(Saved data entries)
==========

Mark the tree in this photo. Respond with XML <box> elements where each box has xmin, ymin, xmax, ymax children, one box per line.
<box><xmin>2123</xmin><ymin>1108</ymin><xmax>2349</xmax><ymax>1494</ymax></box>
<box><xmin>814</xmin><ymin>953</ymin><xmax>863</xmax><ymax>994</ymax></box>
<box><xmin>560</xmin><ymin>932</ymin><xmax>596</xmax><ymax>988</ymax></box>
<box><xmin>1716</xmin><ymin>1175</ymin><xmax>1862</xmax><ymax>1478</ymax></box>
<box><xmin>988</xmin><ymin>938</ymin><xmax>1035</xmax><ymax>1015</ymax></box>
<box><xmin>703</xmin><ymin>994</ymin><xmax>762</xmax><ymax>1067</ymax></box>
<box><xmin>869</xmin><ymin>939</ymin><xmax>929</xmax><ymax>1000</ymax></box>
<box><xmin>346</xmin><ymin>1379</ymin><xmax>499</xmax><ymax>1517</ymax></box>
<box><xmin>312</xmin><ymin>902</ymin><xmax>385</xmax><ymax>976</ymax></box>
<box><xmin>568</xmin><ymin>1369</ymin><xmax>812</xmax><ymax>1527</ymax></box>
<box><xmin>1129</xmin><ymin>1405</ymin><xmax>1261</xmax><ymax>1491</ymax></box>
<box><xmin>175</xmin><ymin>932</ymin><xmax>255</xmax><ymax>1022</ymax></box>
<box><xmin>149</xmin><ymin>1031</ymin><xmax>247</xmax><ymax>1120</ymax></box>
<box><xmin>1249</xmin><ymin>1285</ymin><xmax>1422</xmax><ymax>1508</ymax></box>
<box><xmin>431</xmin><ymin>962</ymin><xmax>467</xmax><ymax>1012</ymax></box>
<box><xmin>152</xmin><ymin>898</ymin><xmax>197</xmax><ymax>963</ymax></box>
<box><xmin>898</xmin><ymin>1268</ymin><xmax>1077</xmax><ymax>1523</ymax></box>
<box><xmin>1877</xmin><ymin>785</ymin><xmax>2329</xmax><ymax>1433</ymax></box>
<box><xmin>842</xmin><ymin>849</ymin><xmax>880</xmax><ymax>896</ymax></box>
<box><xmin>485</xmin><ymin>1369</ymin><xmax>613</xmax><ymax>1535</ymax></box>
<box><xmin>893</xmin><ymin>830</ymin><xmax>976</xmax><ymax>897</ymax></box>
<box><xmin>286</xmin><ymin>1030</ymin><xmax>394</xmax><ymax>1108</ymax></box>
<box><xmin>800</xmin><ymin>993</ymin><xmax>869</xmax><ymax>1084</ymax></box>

==========

[What the task requires] Once more, print all the records exactly.

[Output]
Mark the tree in this photo. Respond with XML <box> elements where each box has xmin, ymin, xmax, ymax children, one box per line.
<box><xmin>2123</xmin><ymin>1108</ymin><xmax>2349</xmax><ymax>1494</ymax></box>
<box><xmin>814</xmin><ymin>953</ymin><xmax>863</xmax><ymax>994</ymax></box>
<box><xmin>560</xmin><ymin>932</ymin><xmax>596</xmax><ymax>988</ymax></box>
<box><xmin>1716</xmin><ymin>1175</ymin><xmax>1862</xmax><ymax>1478</ymax></box>
<box><xmin>988</xmin><ymin>938</ymin><xmax>1035</xmax><ymax>1015</ymax></box>
<box><xmin>703</xmin><ymin>994</ymin><xmax>762</xmax><ymax>1067</ymax></box>
<box><xmin>869</xmin><ymin>939</ymin><xmax>929</xmax><ymax>1000</ymax></box>
<box><xmin>346</xmin><ymin>1379</ymin><xmax>499</xmax><ymax>1517</ymax></box>
<box><xmin>312</xmin><ymin>902</ymin><xmax>385</xmax><ymax>976</ymax></box>
<box><xmin>568</xmin><ymin>1369</ymin><xmax>812</xmax><ymax>1527</ymax></box>
<box><xmin>1129</xmin><ymin>1405</ymin><xmax>1261</xmax><ymax>1491</ymax></box>
<box><xmin>175</xmin><ymin>932</ymin><xmax>255</xmax><ymax>1022</ymax></box>
<box><xmin>149</xmin><ymin>1031</ymin><xmax>247</xmax><ymax>1120</ymax></box>
<box><xmin>1249</xmin><ymin>1285</ymin><xmax>1422</xmax><ymax>1508</ymax></box>
<box><xmin>431</xmin><ymin>962</ymin><xmax>467</xmax><ymax>1012</ymax></box>
<box><xmin>152</xmin><ymin>898</ymin><xmax>197</xmax><ymax>963</ymax></box>
<box><xmin>898</xmin><ymin>1268</ymin><xmax>1077</xmax><ymax>1523</ymax></box>
<box><xmin>1877</xmin><ymin>785</ymin><xmax>2329</xmax><ymax>1433</ymax></box>
<box><xmin>842</xmin><ymin>849</ymin><xmax>880</xmax><ymax>896</ymax></box>
<box><xmin>485</xmin><ymin>1369</ymin><xmax>613</xmax><ymax>1535</ymax></box>
<box><xmin>893</xmin><ymin>830</ymin><xmax>976</xmax><ymax>897</ymax></box>
<box><xmin>286</xmin><ymin>1030</ymin><xmax>394</xmax><ymax>1108</ymax></box>
<box><xmin>800</xmin><ymin>993</ymin><xmax>869</xmax><ymax>1084</ymax></box>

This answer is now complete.